INSTRUCTIONS TO FOLLOW:
Rewrite the material below as a numbered list, one line per item, leaving out any blank lines.

INPUT RECORDS:

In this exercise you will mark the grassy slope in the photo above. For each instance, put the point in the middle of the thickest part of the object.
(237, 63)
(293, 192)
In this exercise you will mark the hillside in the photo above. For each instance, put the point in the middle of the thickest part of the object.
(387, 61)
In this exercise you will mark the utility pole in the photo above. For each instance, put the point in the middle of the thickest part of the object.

RESPONSE:
1. In this exercise you will mark the grassy slope in the photo above. For each instance, put the point in the middle of the thickest part of the object.
2. (237, 63)
3. (293, 192)
4. In this exercise you will mark the hillside in the photo above. For each instance, put the point in the middle of the thickest part of the object.
5. (387, 61)
6. In this exercise you will mark the utility pole in the photo above. For each instance, put the point in the middle of the thickest part of the object.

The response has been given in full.